▸ **Outline items for labeled areas**:
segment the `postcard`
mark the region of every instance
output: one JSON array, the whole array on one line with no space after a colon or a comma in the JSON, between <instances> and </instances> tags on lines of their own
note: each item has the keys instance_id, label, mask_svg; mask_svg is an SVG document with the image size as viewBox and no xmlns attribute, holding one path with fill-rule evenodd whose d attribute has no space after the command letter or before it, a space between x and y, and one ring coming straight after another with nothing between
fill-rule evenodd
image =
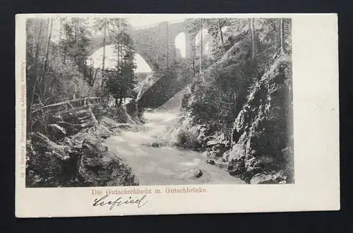
<instances>
[{"instance_id":1,"label":"postcard","mask_svg":"<svg viewBox=\"0 0 353 233\"><path fill-rule=\"evenodd\" d=\"M337 15L18 14L16 215L340 210Z\"/></svg>"}]
</instances>

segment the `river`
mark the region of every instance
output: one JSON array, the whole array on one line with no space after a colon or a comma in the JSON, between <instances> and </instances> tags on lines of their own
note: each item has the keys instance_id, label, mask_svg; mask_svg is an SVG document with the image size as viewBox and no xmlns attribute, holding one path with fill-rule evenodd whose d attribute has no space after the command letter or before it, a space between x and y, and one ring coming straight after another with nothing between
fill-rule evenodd
<instances>
[{"instance_id":1,"label":"river","mask_svg":"<svg viewBox=\"0 0 353 233\"><path fill-rule=\"evenodd\" d=\"M108 138L105 145L131 167L140 185L245 184L224 168L207 164L204 153L169 145L149 145L170 140L166 135L177 117L175 112L145 112L146 124L137 130Z\"/></svg>"}]
</instances>

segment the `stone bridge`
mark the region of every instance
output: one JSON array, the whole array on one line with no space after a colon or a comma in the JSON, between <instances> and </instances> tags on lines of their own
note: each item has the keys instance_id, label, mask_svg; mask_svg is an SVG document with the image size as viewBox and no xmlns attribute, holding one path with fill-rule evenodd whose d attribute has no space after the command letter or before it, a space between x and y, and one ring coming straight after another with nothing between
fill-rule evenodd
<instances>
[{"instance_id":1,"label":"stone bridge","mask_svg":"<svg viewBox=\"0 0 353 233\"><path fill-rule=\"evenodd\" d=\"M186 57L191 54L191 36L185 22L158 24L138 28L129 34L133 41L134 50L140 54L153 71L162 71L172 64L180 56L175 47L175 38L179 33L185 33ZM106 38L106 45L113 44L110 37ZM92 53L103 47L103 36L91 40Z\"/></svg>"}]
</instances>

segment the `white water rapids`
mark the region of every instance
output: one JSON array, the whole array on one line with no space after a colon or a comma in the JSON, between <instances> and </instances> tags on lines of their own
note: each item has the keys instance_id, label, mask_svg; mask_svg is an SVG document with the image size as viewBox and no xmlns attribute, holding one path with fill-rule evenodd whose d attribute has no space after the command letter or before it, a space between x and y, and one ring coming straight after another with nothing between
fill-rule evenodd
<instances>
[{"instance_id":1,"label":"white water rapids","mask_svg":"<svg viewBox=\"0 0 353 233\"><path fill-rule=\"evenodd\" d=\"M140 185L244 184L225 169L207 164L204 153L171 146L148 145L172 140L173 136L169 133L177 117L174 112L145 112L146 124L138 130L124 131L109 138L105 145L131 167ZM192 175L199 170L202 172L199 177Z\"/></svg>"}]
</instances>

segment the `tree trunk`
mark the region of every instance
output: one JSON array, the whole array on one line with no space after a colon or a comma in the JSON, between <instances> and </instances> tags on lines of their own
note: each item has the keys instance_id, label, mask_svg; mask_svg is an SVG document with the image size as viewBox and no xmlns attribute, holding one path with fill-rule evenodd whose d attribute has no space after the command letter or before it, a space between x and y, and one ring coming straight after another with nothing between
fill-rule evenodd
<instances>
[{"instance_id":1,"label":"tree trunk","mask_svg":"<svg viewBox=\"0 0 353 233\"><path fill-rule=\"evenodd\" d=\"M117 61L117 68L119 71L119 68L120 65L120 18L118 18L118 61Z\"/></svg>"},{"instance_id":2,"label":"tree trunk","mask_svg":"<svg viewBox=\"0 0 353 233\"><path fill-rule=\"evenodd\" d=\"M103 34L103 61L102 61L102 79L104 78L105 65L105 40L107 36L107 18L104 18L104 32Z\"/></svg>"},{"instance_id":3,"label":"tree trunk","mask_svg":"<svg viewBox=\"0 0 353 233\"><path fill-rule=\"evenodd\" d=\"M280 38L281 52L284 52L285 49L283 48L283 19L282 18L280 19Z\"/></svg>"},{"instance_id":4,"label":"tree trunk","mask_svg":"<svg viewBox=\"0 0 353 233\"><path fill-rule=\"evenodd\" d=\"M195 40L192 39L190 42L191 44L190 47L191 49L191 62L192 62L192 69L193 69L193 77L195 77Z\"/></svg>"},{"instance_id":5,"label":"tree trunk","mask_svg":"<svg viewBox=\"0 0 353 233\"><path fill-rule=\"evenodd\" d=\"M222 25L221 25L221 22L220 22L221 19L218 19L218 30L220 30L220 38L221 38L221 42L222 44L224 43L224 41L223 41L223 32L222 32Z\"/></svg>"},{"instance_id":6,"label":"tree trunk","mask_svg":"<svg viewBox=\"0 0 353 233\"><path fill-rule=\"evenodd\" d=\"M200 73L202 73L202 55L203 55L203 19L201 18L201 56L200 56Z\"/></svg>"},{"instance_id":7,"label":"tree trunk","mask_svg":"<svg viewBox=\"0 0 353 233\"><path fill-rule=\"evenodd\" d=\"M43 79L44 79L45 73L48 70L48 58L49 58L49 50L50 49L50 40L52 40L52 35L53 33L53 18L52 18L50 20L50 31L49 32L48 42L47 43L47 49L45 52L45 61L43 67L43 71L42 72L42 78L40 79L40 84L43 82ZM44 95L45 94L45 80L44 80L44 87L42 90L41 97L44 97Z\"/></svg>"},{"instance_id":8,"label":"tree trunk","mask_svg":"<svg viewBox=\"0 0 353 233\"><path fill-rule=\"evenodd\" d=\"M157 63L160 68L160 23L158 24L158 39L157 41Z\"/></svg>"},{"instance_id":9,"label":"tree trunk","mask_svg":"<svg viewBox=\"0 0 353 233\"><path fill-rule=\"evenodd\" d=\"M32 119L32 108L33 107L33 102L34 102L34 100L35 100L35 90L36 90L36 88L37 88L37 79L38 78L38 75L39 75L39 72L38 72L38 59L39 59L39 54L40 54L40 37L42 35L42 21L40 20L40 32L38 33L38 37L37 39L37 47L35 48L35 82L34 82L34 84L33 84L33 90L32 90L32 97L31 97L31 100L30 100L30 109L29 109L29 115L30 115L30 121ZM29 129L30 131L32 131L32 128L30 128Z\"/></svg>"},{"instance_id":10,"label":"tree trunk","mask_svg":"<svg viewBox=\"0 0 353 233\"><path fill-rule=\"evenodd\" d=\"M253 59L255 59L254 19L249 18L249 26L251 35L251 55Z\"/></svg>"},{"instance_id":11,"label":"tree trunk","mask_svg":"<svg viewBox=\"0 0 353 233\"><path fill-rule=\"evenodd\" d=\"M167 69L169 68L169 23L167 22Z\"/></svg>"}]
</instances>

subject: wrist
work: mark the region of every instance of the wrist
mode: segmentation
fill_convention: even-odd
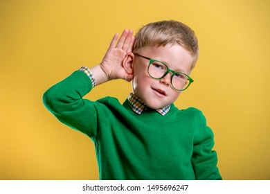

▸ **Given request**: Please format the listing above as a Markdown table with the columns Row and Line, numbering each line of the listing. Skip blank lines and leave the pictures out.

▸ **Answer to the exercise**:
| Row | Line |
|---|---|
| 1 | segment the `postcard` |
| 2 | mark the region of every instance |
| 3 | output: one JSON array, the whole array on one line with no space after a colon or a comma in the JSON, between <instances> and </instances> tags on lines of their own |
| 4 | note: each item has the keys instance_id, label, mask_svg; mask_svg is an SVG document with the image size as viewBox and no xmlns attribute, holding one path with fill-rule evenodd whose d attribute has no space after the command letter or before it, a space between x and y, and one ring coming straight after another with nothing between |
| 5 | fill-rule evenodd |
| 6 | image = |
| 7 | <instances> |
| 8 | [{"instance_id":1,"label":"postcard","mask_svg":"<svg viewBox=\"0 0 353 233\"><path fill-rule=\"evenodd\" d=\"M337 15L18 14L16 215L340 210Z\"/></svg>"}] |
| 9 | </instances> |
| 10 | segment the `river` |
| 11 | mark the region of every instance |
| 12 | output: one JSON array, the whole array on one line with no space after a colon or a comma in the JSON, between <instances> and </instances> tags on lines of their own |
| 13 | note: each item has the keys instance_id, label, mask_svg; mask_svg is an SVG document with the image size as viewBox and no xmlns attribute, holding one path with fill-rule evenodd whose d attribute has no space after the command letter or before it, a space between x and y, and one ring coming straight after another with nothing between |
| 14 | fill-rule evenodd |
| 15 | <instances> |
| 16 | [{"instance_id":1,"label":"river","mask_svg":"<svg viewBox=\"0 0 353 233\"><path fill-rule=\"evenodd\" d=\"M108 138L105 145L131 167L140 185L245 184L224 168L207 164L204 153L169 145L149 145L170 140L166 135L177 117L175 112L145 112L146 124L137 130Z\"/></svg>"}] |
| 17 | </instances> |
| 18 | segment the `stone bridge` |
| 19 | mark the region of every instance |
| 20 | output: one JSON array, the whole array on one line with no space after a colon or a comma in the JSON, between <instances> and </instances> tags on lines of their own |
| 21 | note: each item has the keys instance_id, label, mask_svg; mask_svg is an SVG document with the image size as viewBox and no xmlns attribute, holding one path with fill-rule evenodd whose d attribute has no space after the command letter or before it, a space between x and y, and one ring coming straight after another with nothing between |
| 22 | fill-rule evenodd |
| 23 | <instances> |
| 24 | [{"instance_id":1,"label":"stone bridge","mask_svg":"<svg viewBox=\"0 0 353 233\"><path fill-rule=\"evenodd\" d=\"M186 57L191 54L191 36L185 22L158 24L138 28L129 34L133 41L134 50L140 54L153 71L162 71L172 64L180 56L175 47L175 38L179 33L185 33ZM106 38L106 45L113 44L110 37ZM92 53L103 47L103 36L91 40Z\"/></svg>"}] |
| 25 | </instances> |
| 26 | segment the `white water rapids` |
| 27 | mark the region of every instance |
| 28 | output: one JSON array, the whole array on one line with no space after a colon or a comma in the JSON, between <instances> and </instances> tags on lines of their own |
| 29 | note: each item has the keys instance_id, label, mask_svg; mask_svg is an SVG document with the image size as viewBox and no xmlns attribute, holding one path with fill-rule evenodd whose d attribute has no space after the command letter or before it, a space between x and y, and one ring coming straight after another with nothing between |
| 30 | fill-rule evenodd |
| 31 | <instances> |
| 32 | [{"instance_id":1,"label":"white water rapids","mask_svg":"<svg viewBox=\"0 0 353 233\"><path fill-rule=\"evenodd\" d=\"M140 185L244 184L225 169L207 164L204 153L171 146L148 145L172 140L173 136L169 133L177 117L174 112L145 112L146 124L138 130L124 131L109 138L105 145L131 167ZM192 175L199 170L202 172L199 177Z\"/></svg>"}] |
| 33 | </instances> |
| 34 | segment the `tree trunk` |
| 35 | mark the region of every instance |
| 36 | output: one JSON array, the whole array on one line with no space after a colon or a comma in the JSON, between <instances> and </instances> tags on lines of their own |
| 37 | note: each item has the keys instance_id, label, mask_svg; mask_svg is an SVG document with the image size as viewBox and no xmlns attribute, holding one path with fill-rule evenodd whose d attribute has no space after the command letter or before it, a space between x and y, and one ring coming straight after another with nothing between |
| 38 | fill-rule evenodd |
| 39 | <instances> |
| 40 | [{"instance_id":1,"label":"tree trunk","mask_svg":"<svg viewBox=\"0 0 353 233\"><path fill-rule=\"evenodd\" d=\"M117 61L117 68L119 71L119 68L120 65L120 18L118 18L118 61Z\"/></svg>"},{"instance_id":2,"label":"tree trunk","mask_svg":"<svg viewBox=\"0 0 353 233\"><path fill-rule=\"evenodd\" d=\"M103 34L103 61L102 61L102 79L104 78L105 65L105 40L107 36L107 18L104 18L104 32Z\"/></svg>"},{"instance_id":3,"label":"tree trunk","mask_svg":"<svg viewBox=\"0 0 353 233\"><path fill-rule=\"evenodd\" d=\"M280 38L281 52L284 52L285 49L283 48L283 19L282 18L280 19Z\"/></svg>"},{"instance_id":4,"label":"tree trunk","mask_svg":"<svg viewBox=\"0 0 353 233\"><path fill-rule=\"evenodd\" d=\"M195 40L192 39L190 42L191 44L190 47L191 49L191 62L192 62L192 69L193 69L193 77L195 77Z\"/></svg>"},{"instance_id":5,"label":"tree trunk","mask_svg":"<svg viewBox=\"0 0 353 233\"><path fill-rule=\"evenodd\" d=\"M222 25L221 25L221 22L220 22L221 19L218 19L218 30L220 30L220 38L221 38L221 42L222 44L224 43L224 41L223 41L223 32L222 32Z\"/></svg>"},{"instance_id":6,"label":"tree trunk","mask_svg":"<svg viewBox=\"0 0 353 233\"><path fill-rule=\"evenodd\" d=\"M200 73L202 73L202 55L203 55L203 19L201 18L201 56L200 56Z\"/></svg>"},{"instance_id":7,"label":"tree trunk","mask_svg":"<svg viewBox=\"0 0 353 233\"><path fill-rule=\"evenodd\" d=\"M43 79L44 79L45 73L48 70L48 58L49 58L49 50L50 49L50 40L52 40L52 35L53 33L53 18L52 18L50 20L50 31L49 32L48 42L47 43L47 49L45 52L45 61L43 67L43 71L42 72L42 78L40 79L40 84L43 82ZM44 95L45 94L45 80L44 80L44 87L42 90L41 97L44 97Z\"/></svg>"},{"instance_id":8,"label":"tree trunk","mask_svg":"<svg viewBox=\"0 0 353 233\"><path fill-rule=\"evenodd\" d=\"M157 63L160 68L160 23L158 24L158 39L157 41Z\"/></svg>"},{"instance_id":9,"label":"tree trunk","mask_svg":"<svg viewBox=\"0 0 353 233\"><path fill-rule=\"evenodd\" d=\"M32 119L32 108L33 107L33 102L34 102L34 100L35 100L35 90L36 90L36 88L37 88L37 79L38 78L38 75L39 75L39 72L38 72L38 59L39 59L39 54L40 54L40 37L42 35L42 21L40 20L40 32L38 33L38 37L37 39L37 47L35 48L35 82L34 82L34 84L33 84L33 90L32 90L32 97L31 97L31 100L30 100L30 109L29 109L29 115L30 115L30 121ZM29 129L30 131L32 131L32 128L30 128Z\"/></svg>"},{"instance_id":10,"label":"tree trunk","mask_svg":"<svg viewBox=\"0 0 353 233\"><path fill-rule=\"evenodd\" d=\"M253 59L255 59L254 19L249 18L249 26L251 35L251 55Z\"/></svg>"},{"instance_id":11,"label":"tree trunk","mask_svg":"<svg viewBox=\"0 0 353 233\"><path fill-rule=\"evenodd\" d=\"M167 69L169 68L169 23L167 22Z\"/></svg>"}] |
| 41 | </instances> |
| 42 | subject: wrist |
| 43 | work: mark the region of every instance of the wrist |
| 44 | mode: segmentation |
| 45 | fill_convention: even-odd |